[[ TEXT SEGMENT, beginning ]]
Recent studies suggest that Omicron is less likely to make people seriously ill than previous Covid variants.
But the record number of people catching it has left health systems under severe pressure, said WHO chief Dr Tedros Adhanom Ghebreyesus.
On Monday, the US recorded more than one million Covid cases in 24 hours.
The WHO – the UN’s health agency – said the number of global cases has increased by 71% in the last week, and in the Americas by 100%. It said that among severe cases worldwide, 90% were unvaccinated.
“While Omicron does appear to be less severe compared to Delta, especially in those vaccinated, it does not mean it should be categorised as mild,” Dr Tedros told a press conference on Thursday.
“Just like previous variants, Omicron is hospitalising people and it is killing people.
“In fact, the tsunami of cases is so huge and quick, that it is overwhelming health systems around the world.”
Omicron is highly contagious and can infect people even if they are fully vaccinated. However, vaccines are still pivotal as they help protect against severe disease that could put you in hospital.
On Thursday, the UK reported 179,756 cases and 231 Covid-related deaths. A number of hospitals have declared “critical” incidents due to staff absence and rising pressures due to Covid.
Elsewhere, hospital numbers are also rising. France’s health minister Olivier Veran warned this week that January would be tough for hospitals.
[[ TEXT SEGMENT, end ]]
**YOUR TASKS**
1. Reproduce the Omicron article word for word, everything from "On Thursday, the" down to "tough for hospitals.".
2. Answer these questions from the Omicron article:
(a) By what percentage did global cases rise in the last week, according to the WHO?
(b) What share of severe cases worldwide were unvaccinated?
(c) How many Covid-related deaths did the UK report on Thursday?
The rows have no connection to the Omicron article.
[[ LISTED RECORDS, beginning ]]
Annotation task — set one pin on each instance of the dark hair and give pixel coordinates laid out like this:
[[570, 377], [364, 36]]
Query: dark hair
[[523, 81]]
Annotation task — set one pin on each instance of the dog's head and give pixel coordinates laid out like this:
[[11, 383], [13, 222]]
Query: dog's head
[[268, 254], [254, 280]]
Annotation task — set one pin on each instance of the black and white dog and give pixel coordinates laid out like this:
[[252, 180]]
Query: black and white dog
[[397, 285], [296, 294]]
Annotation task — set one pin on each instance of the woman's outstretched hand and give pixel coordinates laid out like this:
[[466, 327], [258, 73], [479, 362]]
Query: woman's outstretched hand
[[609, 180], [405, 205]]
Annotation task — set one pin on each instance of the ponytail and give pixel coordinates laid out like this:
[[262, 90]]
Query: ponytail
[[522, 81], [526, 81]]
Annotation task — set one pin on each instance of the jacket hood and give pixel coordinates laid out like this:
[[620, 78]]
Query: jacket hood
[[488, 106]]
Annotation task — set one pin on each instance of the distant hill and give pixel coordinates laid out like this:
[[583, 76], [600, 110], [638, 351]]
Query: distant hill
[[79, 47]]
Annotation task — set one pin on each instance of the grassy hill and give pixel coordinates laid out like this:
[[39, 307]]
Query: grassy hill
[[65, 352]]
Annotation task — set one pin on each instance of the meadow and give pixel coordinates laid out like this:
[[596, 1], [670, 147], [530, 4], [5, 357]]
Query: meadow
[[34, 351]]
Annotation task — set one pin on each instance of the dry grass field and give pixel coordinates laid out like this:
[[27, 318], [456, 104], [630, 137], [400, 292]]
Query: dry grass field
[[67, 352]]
[[ LISTED RECORDS, end ]]
[[ LISTED RECORDS, beginning ]]
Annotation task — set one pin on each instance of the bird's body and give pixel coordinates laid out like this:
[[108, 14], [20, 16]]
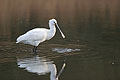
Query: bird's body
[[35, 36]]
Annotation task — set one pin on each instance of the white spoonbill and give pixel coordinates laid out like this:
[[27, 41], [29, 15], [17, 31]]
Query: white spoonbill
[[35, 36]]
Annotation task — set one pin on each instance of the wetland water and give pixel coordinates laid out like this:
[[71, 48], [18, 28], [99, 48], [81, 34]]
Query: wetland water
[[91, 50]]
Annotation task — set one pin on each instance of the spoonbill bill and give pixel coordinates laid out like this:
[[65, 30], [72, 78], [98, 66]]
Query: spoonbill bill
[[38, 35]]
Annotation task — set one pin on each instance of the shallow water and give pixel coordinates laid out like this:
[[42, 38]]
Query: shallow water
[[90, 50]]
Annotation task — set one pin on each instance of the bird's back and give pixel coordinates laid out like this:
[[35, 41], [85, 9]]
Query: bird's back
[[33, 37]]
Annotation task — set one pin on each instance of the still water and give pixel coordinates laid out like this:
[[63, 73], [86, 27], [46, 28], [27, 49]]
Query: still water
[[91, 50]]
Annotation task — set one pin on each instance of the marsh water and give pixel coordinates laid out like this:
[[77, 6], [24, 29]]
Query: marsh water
[[ LISTED RECORDS, end ]]
[[ LISTED RECORDS, beginning ]]
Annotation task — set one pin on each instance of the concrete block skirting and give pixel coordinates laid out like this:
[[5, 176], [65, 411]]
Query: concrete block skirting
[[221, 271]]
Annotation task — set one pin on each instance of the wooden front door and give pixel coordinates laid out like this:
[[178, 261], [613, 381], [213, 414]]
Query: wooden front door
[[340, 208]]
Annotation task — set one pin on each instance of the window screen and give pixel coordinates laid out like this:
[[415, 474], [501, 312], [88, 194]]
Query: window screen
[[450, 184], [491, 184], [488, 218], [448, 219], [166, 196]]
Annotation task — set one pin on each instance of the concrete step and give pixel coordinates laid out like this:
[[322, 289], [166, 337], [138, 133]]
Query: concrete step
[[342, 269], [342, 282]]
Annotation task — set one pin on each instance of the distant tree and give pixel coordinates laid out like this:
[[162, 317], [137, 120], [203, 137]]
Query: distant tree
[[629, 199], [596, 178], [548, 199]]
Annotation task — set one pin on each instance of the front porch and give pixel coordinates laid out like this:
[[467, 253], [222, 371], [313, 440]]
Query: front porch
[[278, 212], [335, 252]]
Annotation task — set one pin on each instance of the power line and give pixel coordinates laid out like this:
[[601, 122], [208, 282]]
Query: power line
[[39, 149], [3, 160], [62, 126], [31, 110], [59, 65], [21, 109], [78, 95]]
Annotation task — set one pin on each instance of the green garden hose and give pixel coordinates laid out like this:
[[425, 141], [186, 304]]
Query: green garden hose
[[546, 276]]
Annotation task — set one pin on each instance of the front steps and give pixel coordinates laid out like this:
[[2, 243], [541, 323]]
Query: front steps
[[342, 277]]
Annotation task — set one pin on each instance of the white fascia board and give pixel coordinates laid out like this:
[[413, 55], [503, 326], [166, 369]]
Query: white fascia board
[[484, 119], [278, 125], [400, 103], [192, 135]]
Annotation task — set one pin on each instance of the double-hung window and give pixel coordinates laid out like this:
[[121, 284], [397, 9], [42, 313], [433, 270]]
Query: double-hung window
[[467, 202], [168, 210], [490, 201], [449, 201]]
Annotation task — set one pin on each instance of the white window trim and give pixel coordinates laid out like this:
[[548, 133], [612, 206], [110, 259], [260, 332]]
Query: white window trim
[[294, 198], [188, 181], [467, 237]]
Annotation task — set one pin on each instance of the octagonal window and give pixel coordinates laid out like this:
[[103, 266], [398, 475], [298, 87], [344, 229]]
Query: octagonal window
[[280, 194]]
[[ LISTED RECORDS, end ]]
**SOLUTIONS TO EACH TASK**
1.
On Thursday, the UK reported 179,756 cases and 231 Covid-related deaths. A number of hospitals have declared “critical” incidents due to staff absence and rising pressures due to Covid.
Elsewhere, hospital numbers are also rising. France’s health minister Olivier Veran warned this week that January would be tough for hospitals.

2.
(a) 71%
(b) 90%
(c) 231